Items from a labeling collection:
----

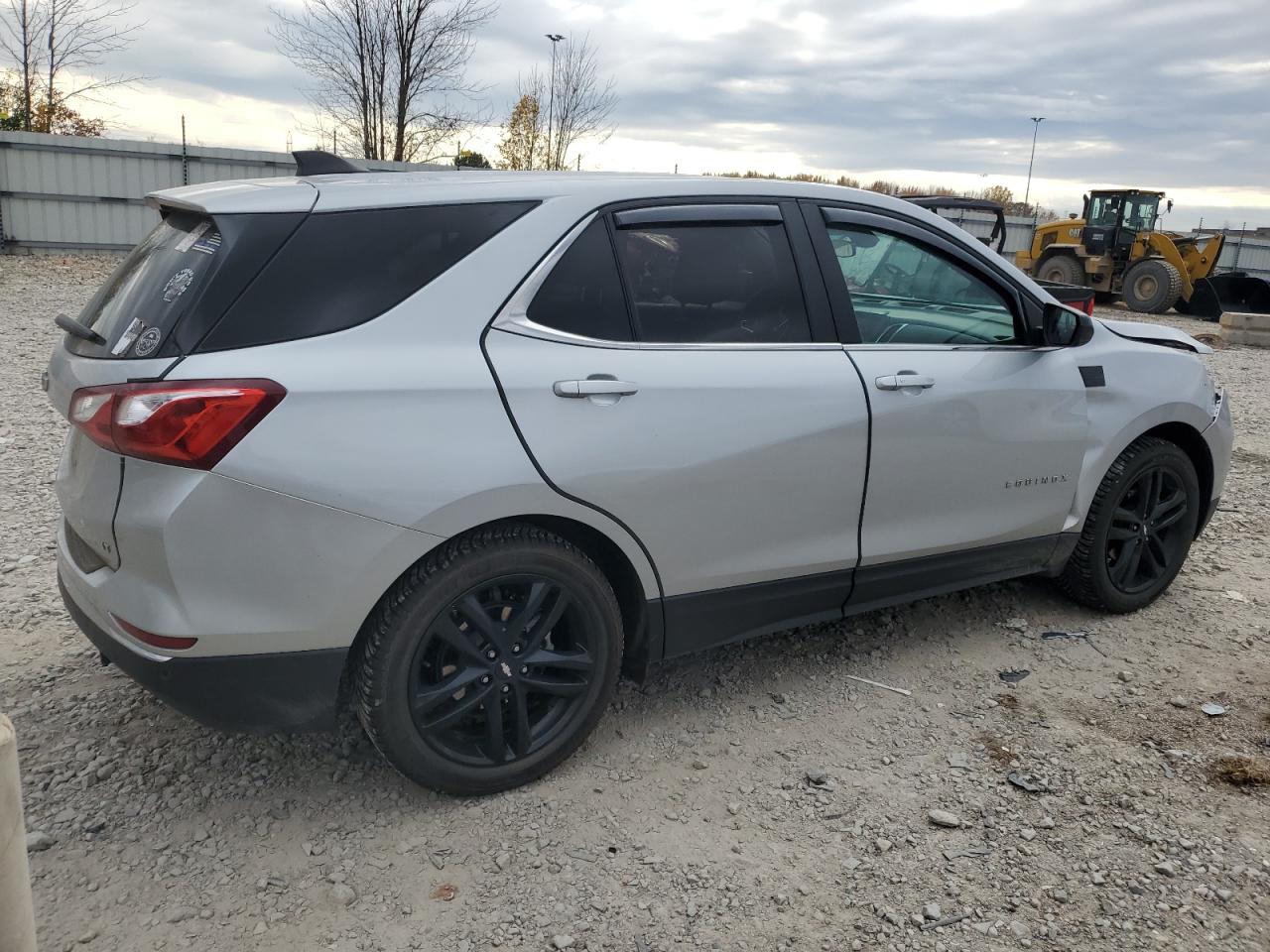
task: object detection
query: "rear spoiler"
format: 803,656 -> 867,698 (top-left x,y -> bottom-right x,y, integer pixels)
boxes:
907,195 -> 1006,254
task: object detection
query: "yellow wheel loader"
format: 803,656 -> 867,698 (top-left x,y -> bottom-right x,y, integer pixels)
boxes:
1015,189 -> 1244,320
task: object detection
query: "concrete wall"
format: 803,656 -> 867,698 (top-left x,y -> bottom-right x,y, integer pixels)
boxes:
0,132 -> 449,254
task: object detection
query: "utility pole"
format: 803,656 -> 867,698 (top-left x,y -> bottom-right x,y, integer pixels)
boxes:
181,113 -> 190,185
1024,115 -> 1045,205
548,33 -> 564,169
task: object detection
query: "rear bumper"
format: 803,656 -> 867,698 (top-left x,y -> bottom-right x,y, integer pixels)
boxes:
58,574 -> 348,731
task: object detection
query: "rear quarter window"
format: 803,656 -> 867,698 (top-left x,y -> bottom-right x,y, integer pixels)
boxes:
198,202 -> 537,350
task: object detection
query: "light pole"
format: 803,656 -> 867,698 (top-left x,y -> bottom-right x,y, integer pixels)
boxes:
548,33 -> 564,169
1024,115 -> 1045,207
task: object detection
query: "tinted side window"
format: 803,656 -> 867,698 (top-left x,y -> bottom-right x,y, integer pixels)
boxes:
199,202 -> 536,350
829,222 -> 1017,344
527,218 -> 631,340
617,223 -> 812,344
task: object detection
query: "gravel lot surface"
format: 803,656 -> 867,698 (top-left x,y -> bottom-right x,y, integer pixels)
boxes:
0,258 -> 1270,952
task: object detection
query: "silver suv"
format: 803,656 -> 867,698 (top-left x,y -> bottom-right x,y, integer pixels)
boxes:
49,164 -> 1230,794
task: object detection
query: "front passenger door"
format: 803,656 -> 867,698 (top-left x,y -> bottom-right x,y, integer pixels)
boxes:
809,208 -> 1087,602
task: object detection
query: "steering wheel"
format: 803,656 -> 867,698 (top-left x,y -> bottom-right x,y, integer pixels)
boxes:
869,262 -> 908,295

----

Make an exact copy of the data, leaving its pictures out.

Answer for the task:
task: object detection
query: "rear spoiler"
format: 803,656 -> 867,698 (top-left x,y -> bottom-right x,y, integer pixels)
boxes:
907,195 -> 1006,254
task: object detection
query: "yellow wheel loader"
format: 803,656 -> 867,698 (top-left x,y -> bottom-right x,y, integer pixels)
boxes:
1015,189 -> 1244,320
task: object detection
query: "concrete wall"
format: 803,656 -> 867,698 (top-left x,y -> bottom-right x,y, integer pixels)
boxes:
0,132 -> 449,254
task: object detection
query: "utility pole"
format: 803,656 -> 867,698 (top-left x,y -> bottom-right x,y, integer pixels)
boxes:
181,113 -> 190,185
1024,115 -> 1045,205
548,33 -> 564,169
task: object detection
query: "rear bumper"
format: 803,656 -> 867,698 (top-left x,y -> bottom-right x,y, integer pixels)
boxes:
58,574 -> 348,731
task: object detection
query: "rear quarter window"
format: 803,656 -> 867,698 (top-left x,y -> bottom-right x,y, integer pixels)
boxes:
198,202 -> 537,350
task: object detection
query: "light pole"
format: 803,656 -> 867,698 (top-left x,y -> bottom-right x,y, integer pixels)
boxes:
548,33 -> 564,169
1024,115 -> 1045,207
task: object detection
query: "tinted side window"
format: 803,656 -> 867,698 (top-left x,y -> bottom-right x,y, integer pixels)
boxes:
199,202 -> 536,350
829,222 -> 1017,344
527,218 -> 631,340
617,223 -> 812,344
task: object detection
query: "gravel lot surface"
format: 803,656 -> 867,698 (top-left x,y -> bottom-right x,y, integer pixels)
boxes:
0,258 -> 1270,952
task: object detection
query: "silver suv"
format: 803,656 -> 867,698 (top-left x,y -> bottom-right x,y, integer pixels)
boxes:
49,164 -> 1230,794
task: object detection
query: "front passenger door"
format: 803,656 -> 867,698 (top-left x,y -> bottom-right x,y, integer pixels)
boxes:
809,208 -> 1087,602
task: object detection
query: "steering wheel"
format: 803,656 -> 867,698 (top-left x,y -> bottom-right x,y, integer pixels)
boxes:
869,262 -> 908,295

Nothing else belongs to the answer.